== Segment start ==
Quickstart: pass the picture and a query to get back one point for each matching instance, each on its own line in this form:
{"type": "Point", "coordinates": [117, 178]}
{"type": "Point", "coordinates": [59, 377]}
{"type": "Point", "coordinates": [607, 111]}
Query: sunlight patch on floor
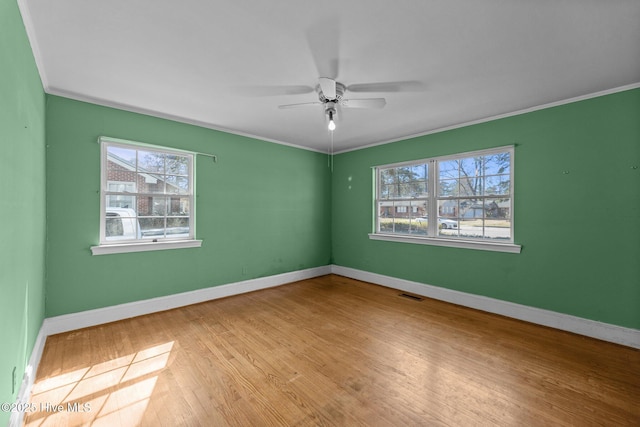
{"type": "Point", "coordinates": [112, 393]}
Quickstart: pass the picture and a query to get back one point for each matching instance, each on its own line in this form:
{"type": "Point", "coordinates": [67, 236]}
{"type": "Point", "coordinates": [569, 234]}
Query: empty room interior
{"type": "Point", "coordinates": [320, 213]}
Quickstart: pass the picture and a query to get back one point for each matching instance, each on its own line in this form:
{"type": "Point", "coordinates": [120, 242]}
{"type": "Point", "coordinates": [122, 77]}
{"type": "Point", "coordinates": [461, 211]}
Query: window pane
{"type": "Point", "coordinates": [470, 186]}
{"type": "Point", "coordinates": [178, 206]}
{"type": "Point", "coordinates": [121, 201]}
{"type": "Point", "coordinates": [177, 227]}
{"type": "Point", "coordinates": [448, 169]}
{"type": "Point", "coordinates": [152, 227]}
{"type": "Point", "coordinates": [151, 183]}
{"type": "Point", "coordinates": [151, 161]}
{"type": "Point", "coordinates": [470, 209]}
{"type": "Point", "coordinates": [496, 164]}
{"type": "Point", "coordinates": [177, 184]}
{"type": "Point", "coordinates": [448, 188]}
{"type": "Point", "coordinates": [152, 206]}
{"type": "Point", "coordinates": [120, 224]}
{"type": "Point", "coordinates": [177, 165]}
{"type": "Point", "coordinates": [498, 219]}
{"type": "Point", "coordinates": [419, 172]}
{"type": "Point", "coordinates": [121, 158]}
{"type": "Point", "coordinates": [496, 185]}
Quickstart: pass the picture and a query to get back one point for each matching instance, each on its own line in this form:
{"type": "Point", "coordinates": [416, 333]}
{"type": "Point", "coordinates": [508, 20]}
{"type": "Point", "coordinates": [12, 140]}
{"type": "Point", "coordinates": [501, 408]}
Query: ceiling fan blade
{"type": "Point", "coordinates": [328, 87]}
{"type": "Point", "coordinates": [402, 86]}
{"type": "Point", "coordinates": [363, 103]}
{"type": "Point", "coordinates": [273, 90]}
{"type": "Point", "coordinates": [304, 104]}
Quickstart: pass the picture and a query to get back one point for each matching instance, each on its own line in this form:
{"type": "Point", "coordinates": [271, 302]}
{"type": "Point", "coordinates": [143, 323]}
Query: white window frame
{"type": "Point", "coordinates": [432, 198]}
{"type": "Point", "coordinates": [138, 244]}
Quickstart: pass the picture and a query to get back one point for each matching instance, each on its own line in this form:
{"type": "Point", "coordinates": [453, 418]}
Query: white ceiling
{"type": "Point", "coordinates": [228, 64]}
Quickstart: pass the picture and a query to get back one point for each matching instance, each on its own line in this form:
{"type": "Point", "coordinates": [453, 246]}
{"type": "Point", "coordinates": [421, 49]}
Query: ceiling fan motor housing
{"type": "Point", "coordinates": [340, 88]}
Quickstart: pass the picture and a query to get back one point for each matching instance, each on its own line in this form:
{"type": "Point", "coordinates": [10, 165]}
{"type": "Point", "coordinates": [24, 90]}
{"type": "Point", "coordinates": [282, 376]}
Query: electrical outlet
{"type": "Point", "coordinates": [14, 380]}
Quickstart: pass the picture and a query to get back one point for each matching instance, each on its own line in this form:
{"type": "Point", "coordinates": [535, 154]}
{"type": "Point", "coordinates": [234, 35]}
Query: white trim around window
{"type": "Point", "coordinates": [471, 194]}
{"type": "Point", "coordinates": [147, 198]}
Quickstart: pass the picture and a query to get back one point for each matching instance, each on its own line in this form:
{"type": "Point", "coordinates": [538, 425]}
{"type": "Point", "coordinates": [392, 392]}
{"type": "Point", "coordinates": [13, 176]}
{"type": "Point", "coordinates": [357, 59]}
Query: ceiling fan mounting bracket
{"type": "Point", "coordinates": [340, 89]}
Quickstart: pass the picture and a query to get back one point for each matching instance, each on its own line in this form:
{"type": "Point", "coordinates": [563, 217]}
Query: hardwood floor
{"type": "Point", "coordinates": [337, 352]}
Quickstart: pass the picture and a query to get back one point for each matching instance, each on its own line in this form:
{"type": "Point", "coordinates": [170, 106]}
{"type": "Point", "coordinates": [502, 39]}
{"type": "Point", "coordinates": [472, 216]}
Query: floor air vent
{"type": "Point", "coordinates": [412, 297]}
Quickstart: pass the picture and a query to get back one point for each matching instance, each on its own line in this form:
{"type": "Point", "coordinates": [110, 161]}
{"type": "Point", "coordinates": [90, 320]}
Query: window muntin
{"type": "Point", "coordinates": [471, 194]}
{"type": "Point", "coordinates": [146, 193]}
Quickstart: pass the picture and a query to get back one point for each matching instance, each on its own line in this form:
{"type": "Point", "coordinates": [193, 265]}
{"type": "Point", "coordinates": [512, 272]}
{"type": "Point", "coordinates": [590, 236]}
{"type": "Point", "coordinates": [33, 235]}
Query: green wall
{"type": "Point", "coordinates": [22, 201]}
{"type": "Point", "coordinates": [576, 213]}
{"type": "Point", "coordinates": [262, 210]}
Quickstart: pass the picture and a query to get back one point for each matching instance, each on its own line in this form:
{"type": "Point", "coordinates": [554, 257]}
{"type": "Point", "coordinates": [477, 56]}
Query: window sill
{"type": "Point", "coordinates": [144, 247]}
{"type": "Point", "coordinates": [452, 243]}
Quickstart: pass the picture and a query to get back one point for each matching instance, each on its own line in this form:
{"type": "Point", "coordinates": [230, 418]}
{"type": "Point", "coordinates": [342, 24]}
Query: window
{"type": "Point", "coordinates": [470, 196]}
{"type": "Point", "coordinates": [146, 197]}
== Segment end ==
Could you write all the entries out again exactly, but without their pictures?

Quickstart: pass the picture and a query to get back one point for each matching instance, each on its own line in this form:
{"type": "Point", "coordinates": [117, 178]}
{"type": "Point", "coordinates": [59, 377]}
{"type": "Point", "coordinates": [607, 111]}
Query: sunlight patch on floor
{"type": "Point", "coordinates": [112, 393]}
Quickstart: pass the picture and a query to get back one point for each matching instance, each on its own line in this form:
{"type": "Point", "coordinates": [67, 236]}
{"type": "Point", "coordinates": [569, 234]}
Query: empty room interior
{"type": "Point", "coordinates": [320, 213]}
Quickstart: pass the picture and a query to get back one point for each matching instance, each on its own line in this form:
{"type": "Point", "coordinates": [120, 242]}
{"type": "Point", "coordinates": [122, 77]}
{"type": "Point", "coordinates": [461, 211]}
Query: window pane
{"type": "Point", "coordinates": [470, 186]}
{"type": "Point", "coordinates": [178, 206]}
{"type": "Point", "coordinates": [121, 201]}
{"type": "Point", "coordinates": [177, 227]}
{"type": "Point", "coordinates": [448, 169]}
{"type": "Point", "coordinates": [152, 227]}
{"type": "Point", "coordinates": [151, 183]}
{"type": "Point", "coordinates": [151, 161]}
{"type": "Point", "coordinates": [470, 209]}
{"type": "Point", "coordinates": [496, 164]}
{"type": "Point", "coordinates": [177, 184]}
{"type": "Point", "coordinates": [448, 188]}
{"type": "Point", "coordinates": [152, 206]}
{"type": "Point", "coordinates": [120, 224]}
{"type": "Point", "coordinates": [177, 165]}
{"type": "Point", "coordinates": [498, 219]}
{"type": "Point", "coordinates": [419, 172]}
{"type": "Point", "coordinates": [121, 158]}
{"type": "Point", "coordinates": [496, 185]}
Quickstart: pass the picture and a query to get back one point for each matching instance, each on its own line in this form:
{"type": "Point", "coordinates": [416, 333]}
{"type": "Point", "coordinates": [508, 20]}
{"type": "Point", "coordinates": [12, 140]}
{"type": "Point", "coordinates": [501, 408]}
Query: ceiling fan blade
{"type": "Point", "coordinates": [328, 87]}
{"type": "Point", "coordinates": [402, 86]}
{"type": "Point", "coordinates": [363, 103]}
{"type": "Point", "coordinates": [273, 90]}
{"type": "Point", "coordinates": [304, 104]}
Quickstart: pass the picture and a query to get back one point for each matching instance, each on its own line in this form:
{"type": "Point", "coordinates": [271, 302]}
{"type": "Point", "coordinates": [143, 323]}
Query: white window frame
{"type": "Point", "coordinates": [432, 198]}
{"type": "Point", "coordinates": [138, 244]}
Quickstart: pass the picture and a query to get back one point for each matching instance, each on its own line in this form:
{"type": "Point", "coordinates": [453, 418]}
Query: white ceiling
{"type": "Point", "coordinates": [228, 64]}
Quickstart: pass the picture and a query to get back one point for each matching instance, each on its own line in this form:
{"type": "Point", "coordinates": [453, 246]}
{"type": "Point", "coordinates": [421, 49]}
Query: ceiling fan motor housing
{"type": "Point", "coordinates": [340, 88]}
Quickstart: pass the picture and a query to get back one point for each matching instance, each on its own line in this form:
{"type": "Point", "coordinates": [10, 165]}
{"type": "Point", "coordinates": [24, 90]}
{"type": "Point", "coordinates": [282, 376]}
Query: electrical outlet
{"type": "Point", "coordinates": [14, 380]}
Quickstart: pass the picture and a query to get back one point for each matching instance, each on its own line in this form:
{"type": "Point", "coordinates": [535, 154]}
{"type": "Point", "coordinates": [234, 35]}
Query: white trim around window
{"type": "Point", "coordinates": [471, 194]}
{"type": "Point", "coordinates": [147, 198]}
Quickstart: pass the picture and a query to get back one point for each matching instance, each on its own line in this form:
{"type": "Point", "coordinates": [538, 425]}
{"type": "Point", "coordinates": [392, 392]}
{"type": "Point", "coordinates": [13, 176]}
{"type": "Point", "coordinates": [357, 59]}
Query: ceiling fan mounting bracket
{"type": "Point", "coordinates": [340, 89]}
Quickstart: pass the picture and a query to get back one point for each matching instance, each on its own line in this form:
{"type": "Point", "coordinates": [563, 217]}
Query: hardwood floor
{"type": "Point", "coordinates": [337, 352]}
Quickstart: pass the picture and a query to get back one point for each matching instance, each on its own line in this form:
{"type": "Point", "coordinates": [170, 106]}
{"type": "Point", "coordinates": [502, 39]}
{"type": "Point", "coordinates": [472, 216]}
Query: floor air vent
{"type": "Point", "coordinates": [412, 297]}
Quickstart: pass the picture and a query to get back one point for each matching instance, each on its own line in this form:
{"type": "Point", "coordinates": [110, 161]}
{"type": "Point", "coordinates": [90, 320]}
Query: window muntin
{"type": "Point", "coordinates": [471, 194]}
{"type": "Point", "coordinates": [146, 193]}
Quickstart: pass the picture and a query to get back one point for each matching instance, each on its own line in this form:
{"type": "Point", "coordinates": [193, 265]}
{"type": "Point", "coordinates": [512, 272]}
{"type": "Point", "coordinates": [590, 236]}
{"type": "Point", "coordinates": [33, 235]}
Query: green wall
{"type": "Point", "coordinates": [22, 201]}
{"type": "Point", "coordinates": [576, 213]}
{"type": "Point", "coordinates": [262, 210]}
Quickstart: pass the picture and a query to get back one point for each matching instance, each on its own line in this form:
{"type": "Point", "coordinates": [554, 257]}
{"type": "Point", "coordinates": [477, 56]}
Query: window sill
{"type": "Point", "coordinates": [144, 247]}
{"type": "Point", "coordinates": [452, 243]}
Quickstart: pass the picture and a query to get back one point for each matching instance, each on its own line in this form:
{"type": "Point", "coordinates": [230, 418]}
{"type": "Point", "coordinates": [342, 24]}
Query: window
{"type": "Point", "coordinates": [470, 196]}
{"type": "Point", "coordinates": [146, 197]}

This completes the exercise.